>>
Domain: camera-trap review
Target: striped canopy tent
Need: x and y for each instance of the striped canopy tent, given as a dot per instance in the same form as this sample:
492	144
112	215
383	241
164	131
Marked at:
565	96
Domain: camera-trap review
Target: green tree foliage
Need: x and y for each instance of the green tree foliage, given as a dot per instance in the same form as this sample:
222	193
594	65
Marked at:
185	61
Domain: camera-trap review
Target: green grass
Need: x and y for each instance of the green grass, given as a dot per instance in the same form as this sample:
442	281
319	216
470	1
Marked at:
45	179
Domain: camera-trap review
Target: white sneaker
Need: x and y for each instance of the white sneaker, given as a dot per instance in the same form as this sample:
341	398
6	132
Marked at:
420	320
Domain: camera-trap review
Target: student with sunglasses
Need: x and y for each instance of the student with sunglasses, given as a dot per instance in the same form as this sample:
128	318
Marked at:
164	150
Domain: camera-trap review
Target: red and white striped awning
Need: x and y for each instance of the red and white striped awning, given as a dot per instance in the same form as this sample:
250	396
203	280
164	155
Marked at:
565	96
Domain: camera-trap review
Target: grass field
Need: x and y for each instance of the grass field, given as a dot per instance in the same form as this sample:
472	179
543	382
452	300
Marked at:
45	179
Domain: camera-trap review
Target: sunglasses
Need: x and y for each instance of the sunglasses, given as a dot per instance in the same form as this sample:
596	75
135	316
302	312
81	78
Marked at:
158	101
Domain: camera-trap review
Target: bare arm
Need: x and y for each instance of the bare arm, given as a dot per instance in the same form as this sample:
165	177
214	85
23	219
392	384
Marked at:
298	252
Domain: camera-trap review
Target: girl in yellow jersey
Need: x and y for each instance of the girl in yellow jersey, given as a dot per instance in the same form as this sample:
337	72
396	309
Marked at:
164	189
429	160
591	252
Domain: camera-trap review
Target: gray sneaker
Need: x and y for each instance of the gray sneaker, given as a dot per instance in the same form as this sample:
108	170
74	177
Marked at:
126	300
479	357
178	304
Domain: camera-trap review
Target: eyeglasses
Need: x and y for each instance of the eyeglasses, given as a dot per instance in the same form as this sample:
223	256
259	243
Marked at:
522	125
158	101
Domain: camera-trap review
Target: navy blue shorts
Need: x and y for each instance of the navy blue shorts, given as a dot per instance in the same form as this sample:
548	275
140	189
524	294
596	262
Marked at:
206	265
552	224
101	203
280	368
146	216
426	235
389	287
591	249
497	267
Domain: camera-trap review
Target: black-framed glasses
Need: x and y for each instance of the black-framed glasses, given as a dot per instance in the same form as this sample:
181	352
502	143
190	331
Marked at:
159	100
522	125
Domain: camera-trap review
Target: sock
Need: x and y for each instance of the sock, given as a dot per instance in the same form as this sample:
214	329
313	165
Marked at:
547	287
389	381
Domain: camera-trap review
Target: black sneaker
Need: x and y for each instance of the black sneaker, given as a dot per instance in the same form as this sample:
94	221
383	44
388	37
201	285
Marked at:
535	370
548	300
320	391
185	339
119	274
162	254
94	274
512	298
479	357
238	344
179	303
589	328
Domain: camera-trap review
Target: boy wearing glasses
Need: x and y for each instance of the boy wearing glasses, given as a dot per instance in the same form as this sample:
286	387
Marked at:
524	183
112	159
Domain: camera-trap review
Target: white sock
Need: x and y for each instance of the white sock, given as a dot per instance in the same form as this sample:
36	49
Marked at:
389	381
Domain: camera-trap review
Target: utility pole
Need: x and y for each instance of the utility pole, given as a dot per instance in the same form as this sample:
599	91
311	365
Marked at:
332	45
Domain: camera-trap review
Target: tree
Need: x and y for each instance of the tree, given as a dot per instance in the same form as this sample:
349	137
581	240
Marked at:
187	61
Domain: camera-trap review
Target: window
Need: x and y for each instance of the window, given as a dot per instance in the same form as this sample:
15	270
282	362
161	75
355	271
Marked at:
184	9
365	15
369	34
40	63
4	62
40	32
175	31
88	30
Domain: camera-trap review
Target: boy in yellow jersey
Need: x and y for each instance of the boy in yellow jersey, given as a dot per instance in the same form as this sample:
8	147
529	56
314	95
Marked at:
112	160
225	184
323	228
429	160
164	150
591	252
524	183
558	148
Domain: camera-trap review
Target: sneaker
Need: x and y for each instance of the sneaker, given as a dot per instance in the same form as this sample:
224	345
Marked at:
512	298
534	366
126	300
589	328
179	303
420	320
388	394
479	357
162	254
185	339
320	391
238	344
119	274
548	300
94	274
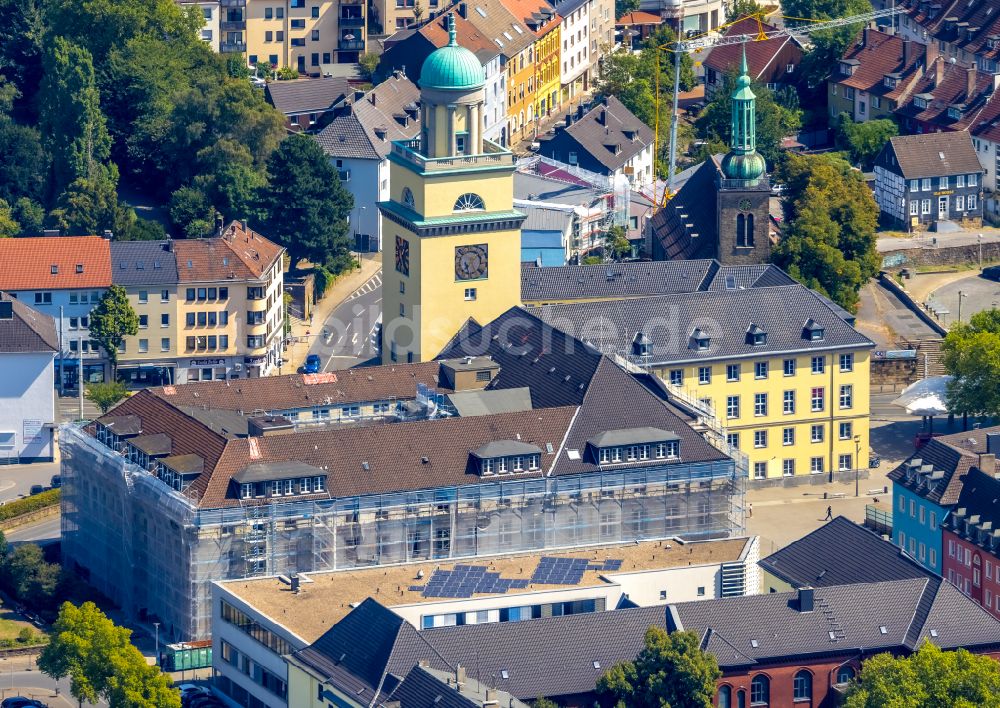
<<
▸ **Objetivo**: Indique cuántas líneas del listado anterior contienen la palabra "green", distinguiendo entre mayúsculas y minúsculas. Responda únicamente con el número.

▸ **Respuesta del ejercicio**: 4